++++ TEKS YANG DIBERIKAN

Selasa 19 May 2020 04:42 WIB

Covid-19, Usul Cetak Uang: Realitas dan Dilema

Ide mencetakk uang untuk atasi krisis ekonomi sangat dilematis dan sulit diwujudkan.

Ramson Siagian, Anggota DPR Komisi XI
Foto:

Upaya memperoleh Repo line oleh BI dari The Federal Reserve sebesar USD 60 miliar atau setara Rp 900 triliun saat kurs Rp 15.000, dan menjadi setara  Rp 1.002 triliun saat kurs Rp 16.700,- adalah upaya yang tepat untuk persiapan operasi moneter selanjutnya dan lebih tepat daripada  melaksanakan usulan cetak uang yang risiko terlalu tinggi. 

Memang ada juga dalam pelaksanaan Quantitative Easing sebagai bagian dari Modern Monetary theory  memberi contoh kebijakan The Bank of Japan. Tapi dalam pelaksanaan teori teori ekonomi dan moneter tentunya dipengaruhi oleh banyak variabel. 

Pada awal 2020 Jepang memiliki Cadangan Devisa sekitar USD  1,387 miliar (satu triliun tiga ratus delapan puluh tujuh miliar US Dollar). Variable jumlah cadangan devisa Bank of Japan membuat Jepang lebih bebas bervariasi menjalankan Quantitative Easing, berbeda dengan Indonesia yang hanya mempunyai cadangan devisa sekitar USD 130 miliar (seratus tiga puluh miliar US Dollar) serta  posisi variable variabel lain seperti struktur investor Surat Utang Negara, dll.

Jika Bank Indonesia melakukan kesalahan strategis dalam membuat kebijakan moneter, selain laju inflasi akan meningkat tajam  posisi rupiah akan melemah tajam  dan cadangan devisa juga akan berkurang siknifikan  karena  potensi terjadinya capital flight, dan nilai utang serta bunga utang  foreign currency baik pemerintah maupun swasta jika dikonversi dengan rupiah akan membengkak tak terkendali.

++++++++
++++ DATA YANG TERSEDIA

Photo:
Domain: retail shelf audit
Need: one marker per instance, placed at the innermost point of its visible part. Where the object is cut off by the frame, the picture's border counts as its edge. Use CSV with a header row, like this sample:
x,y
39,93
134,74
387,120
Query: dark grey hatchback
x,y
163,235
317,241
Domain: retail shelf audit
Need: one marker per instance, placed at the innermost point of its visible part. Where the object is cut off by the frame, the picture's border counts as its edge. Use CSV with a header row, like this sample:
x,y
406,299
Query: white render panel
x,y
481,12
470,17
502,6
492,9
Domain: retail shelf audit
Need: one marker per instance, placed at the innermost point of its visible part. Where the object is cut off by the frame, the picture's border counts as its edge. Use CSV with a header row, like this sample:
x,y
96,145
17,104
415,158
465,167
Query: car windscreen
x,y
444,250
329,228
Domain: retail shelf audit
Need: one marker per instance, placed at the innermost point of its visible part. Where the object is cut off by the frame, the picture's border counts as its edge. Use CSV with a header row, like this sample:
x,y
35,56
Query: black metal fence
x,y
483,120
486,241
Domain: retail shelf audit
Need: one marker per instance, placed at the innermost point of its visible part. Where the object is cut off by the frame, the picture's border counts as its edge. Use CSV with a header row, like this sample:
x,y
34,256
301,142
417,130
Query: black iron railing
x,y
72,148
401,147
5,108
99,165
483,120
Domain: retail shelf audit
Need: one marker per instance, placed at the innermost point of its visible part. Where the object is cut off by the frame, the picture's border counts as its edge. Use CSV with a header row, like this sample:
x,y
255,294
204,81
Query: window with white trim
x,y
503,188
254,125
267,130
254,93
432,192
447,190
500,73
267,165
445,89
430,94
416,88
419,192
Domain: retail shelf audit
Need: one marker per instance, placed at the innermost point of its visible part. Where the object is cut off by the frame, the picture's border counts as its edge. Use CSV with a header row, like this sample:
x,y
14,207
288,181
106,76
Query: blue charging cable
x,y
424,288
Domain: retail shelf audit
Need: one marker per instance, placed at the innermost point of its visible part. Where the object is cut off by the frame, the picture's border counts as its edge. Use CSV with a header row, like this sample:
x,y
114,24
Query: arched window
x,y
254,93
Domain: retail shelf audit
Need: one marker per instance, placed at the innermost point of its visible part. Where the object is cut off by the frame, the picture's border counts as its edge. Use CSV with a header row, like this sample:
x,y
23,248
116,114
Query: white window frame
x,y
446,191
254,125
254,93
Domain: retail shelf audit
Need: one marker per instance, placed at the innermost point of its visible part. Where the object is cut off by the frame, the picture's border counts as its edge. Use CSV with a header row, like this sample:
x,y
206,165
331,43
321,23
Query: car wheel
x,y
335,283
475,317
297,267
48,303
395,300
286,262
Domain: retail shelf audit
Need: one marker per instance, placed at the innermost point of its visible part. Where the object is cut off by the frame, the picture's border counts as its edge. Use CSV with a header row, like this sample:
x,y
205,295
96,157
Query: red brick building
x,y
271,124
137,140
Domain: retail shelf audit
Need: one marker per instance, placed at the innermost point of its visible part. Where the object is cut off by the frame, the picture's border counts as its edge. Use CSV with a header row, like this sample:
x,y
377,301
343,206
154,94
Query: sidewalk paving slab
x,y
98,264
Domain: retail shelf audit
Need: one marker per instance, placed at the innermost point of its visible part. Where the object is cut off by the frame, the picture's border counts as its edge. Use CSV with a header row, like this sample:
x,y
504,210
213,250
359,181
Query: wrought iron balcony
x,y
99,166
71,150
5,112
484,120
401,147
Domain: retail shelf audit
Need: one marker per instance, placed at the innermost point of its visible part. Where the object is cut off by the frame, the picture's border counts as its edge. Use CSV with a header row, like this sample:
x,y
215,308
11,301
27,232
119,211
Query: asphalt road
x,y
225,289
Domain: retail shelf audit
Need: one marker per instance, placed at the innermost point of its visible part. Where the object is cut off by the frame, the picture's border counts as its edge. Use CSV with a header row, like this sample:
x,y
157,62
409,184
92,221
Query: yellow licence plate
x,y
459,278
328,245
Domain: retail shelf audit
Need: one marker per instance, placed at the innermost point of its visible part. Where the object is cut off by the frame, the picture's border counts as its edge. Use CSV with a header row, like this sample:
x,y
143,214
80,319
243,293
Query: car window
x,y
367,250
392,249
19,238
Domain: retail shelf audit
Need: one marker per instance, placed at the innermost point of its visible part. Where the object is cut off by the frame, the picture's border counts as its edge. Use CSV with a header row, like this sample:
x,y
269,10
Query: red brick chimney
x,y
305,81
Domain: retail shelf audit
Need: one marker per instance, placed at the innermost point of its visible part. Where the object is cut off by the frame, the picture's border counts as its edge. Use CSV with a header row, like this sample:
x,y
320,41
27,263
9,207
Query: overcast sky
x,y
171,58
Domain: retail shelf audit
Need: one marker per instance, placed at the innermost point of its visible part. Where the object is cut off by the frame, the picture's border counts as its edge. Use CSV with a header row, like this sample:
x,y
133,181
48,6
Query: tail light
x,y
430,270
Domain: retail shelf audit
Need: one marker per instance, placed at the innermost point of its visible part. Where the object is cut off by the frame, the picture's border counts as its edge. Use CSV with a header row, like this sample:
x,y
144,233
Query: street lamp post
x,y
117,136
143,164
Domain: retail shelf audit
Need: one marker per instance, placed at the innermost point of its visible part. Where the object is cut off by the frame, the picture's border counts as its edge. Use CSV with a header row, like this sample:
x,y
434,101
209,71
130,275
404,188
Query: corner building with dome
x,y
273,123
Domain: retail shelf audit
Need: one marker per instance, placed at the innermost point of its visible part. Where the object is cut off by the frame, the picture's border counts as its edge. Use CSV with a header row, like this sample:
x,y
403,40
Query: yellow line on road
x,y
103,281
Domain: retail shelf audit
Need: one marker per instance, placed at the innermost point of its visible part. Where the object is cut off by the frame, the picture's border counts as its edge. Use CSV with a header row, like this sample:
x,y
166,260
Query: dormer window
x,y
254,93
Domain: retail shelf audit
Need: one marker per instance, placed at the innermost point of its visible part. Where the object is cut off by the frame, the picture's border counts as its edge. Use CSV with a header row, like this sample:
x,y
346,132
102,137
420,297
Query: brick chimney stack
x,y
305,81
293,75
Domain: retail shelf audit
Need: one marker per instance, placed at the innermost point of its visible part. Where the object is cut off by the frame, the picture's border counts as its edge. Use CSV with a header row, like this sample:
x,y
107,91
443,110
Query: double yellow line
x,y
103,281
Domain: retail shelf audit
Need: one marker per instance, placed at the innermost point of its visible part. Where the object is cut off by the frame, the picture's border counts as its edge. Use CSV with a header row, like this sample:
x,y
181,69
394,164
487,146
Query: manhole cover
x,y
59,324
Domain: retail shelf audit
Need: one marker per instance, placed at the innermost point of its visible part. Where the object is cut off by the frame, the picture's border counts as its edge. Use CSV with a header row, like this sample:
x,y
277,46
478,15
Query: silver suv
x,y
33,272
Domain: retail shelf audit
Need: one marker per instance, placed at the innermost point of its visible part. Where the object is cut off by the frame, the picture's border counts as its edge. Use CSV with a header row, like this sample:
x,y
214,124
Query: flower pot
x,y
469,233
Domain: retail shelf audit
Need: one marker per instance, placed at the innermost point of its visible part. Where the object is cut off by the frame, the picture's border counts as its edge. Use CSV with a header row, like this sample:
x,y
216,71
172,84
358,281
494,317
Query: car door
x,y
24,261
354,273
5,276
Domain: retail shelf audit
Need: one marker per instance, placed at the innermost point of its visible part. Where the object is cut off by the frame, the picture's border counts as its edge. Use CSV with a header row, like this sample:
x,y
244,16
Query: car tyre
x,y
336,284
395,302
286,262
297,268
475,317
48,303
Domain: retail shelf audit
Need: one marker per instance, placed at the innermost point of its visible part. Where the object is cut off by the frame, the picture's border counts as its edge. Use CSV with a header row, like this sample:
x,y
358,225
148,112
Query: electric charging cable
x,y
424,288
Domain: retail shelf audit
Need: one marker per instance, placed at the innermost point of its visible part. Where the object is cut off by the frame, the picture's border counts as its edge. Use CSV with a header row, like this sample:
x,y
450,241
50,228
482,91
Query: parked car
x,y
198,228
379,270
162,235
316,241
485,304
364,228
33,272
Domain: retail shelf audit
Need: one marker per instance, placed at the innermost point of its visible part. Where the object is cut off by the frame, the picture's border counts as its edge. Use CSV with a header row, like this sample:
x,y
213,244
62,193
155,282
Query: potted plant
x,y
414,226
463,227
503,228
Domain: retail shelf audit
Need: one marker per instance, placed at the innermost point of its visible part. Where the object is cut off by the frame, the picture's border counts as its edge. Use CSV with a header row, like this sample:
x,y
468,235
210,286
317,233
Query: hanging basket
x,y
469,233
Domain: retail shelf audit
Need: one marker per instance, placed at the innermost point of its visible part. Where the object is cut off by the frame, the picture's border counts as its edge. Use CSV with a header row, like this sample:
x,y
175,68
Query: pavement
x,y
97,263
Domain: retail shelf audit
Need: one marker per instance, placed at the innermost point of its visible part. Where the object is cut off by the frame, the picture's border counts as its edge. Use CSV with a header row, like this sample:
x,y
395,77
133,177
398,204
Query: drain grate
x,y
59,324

++++++++

▶ PERTANYAAN TENTANG MATERI:
1 > Sebutkan semua akibat yang menurut teks tentang usul cetak uang akan terjadi jika Bank Indonesia melakukan kesalahan strategis dalam kebijakan moneter.
2 > Tolong tuliskan ulang bagian teks tentang usul cetak uang mulai dari "Selasa 19 May" sampai "oleh banyak variabel.", tanpa mengubah satu kata pun.
3 > Menurut teks tentang usul cetak uang, berapa cadangan devisa yang dimiliki Indonesia?

▶ JAWABAN LATIHAN:
1 >
1. Laju inflasi akan meningkat tajam.
2. Posisi rupiah akan melemah tajam.
3. Cadangan devisa akan berkurang karena potensi terjadinya capital flight.
4. Nilai utang serta bunga utang foreign currency, baik pemerintah maupun swasta, akan membengkak tak terkendali jika dikonversi dengan rupiah.

2 >
Selasa 19 May 2020 04:42 WIB

Covid-19, Usul Cetak Uang: Realitas dan Dilema

Ide mencetakk uang untuk atasi krisis ekonomi sangat dilematis dan sulit diwujudkan.

Ramson Siagian, Anggota DPR Komisi XI
Foto:

Upaya memperoleh Repo line oleh BI dari The Federal Reserve sebesar USD 60 miliar atau setara Rp 900 triliun saat kurs Rp 15.000, dan menjadi setara  Rp 1.002 triliun saat kurs Rp 16.700,- adalah upaya yang tepat untuk persiapan operasi moneter selanjutnya dan lebih tepat daripada  melaksanakan usulan cetak uang yang risiko terlalu tinggi. 

Memang ada juga dalam pelaksanaan Quantitative Easing sebagai bagian dari Modern Monetary theory  memberi contoh kebijakan The Bank of Japan. Tapi dalam pelaksanaan teori teori ekonomi dan moneter tentunya dipengaruhi oleh banyak variabel.

3 > Sekitar USD 130 miliar.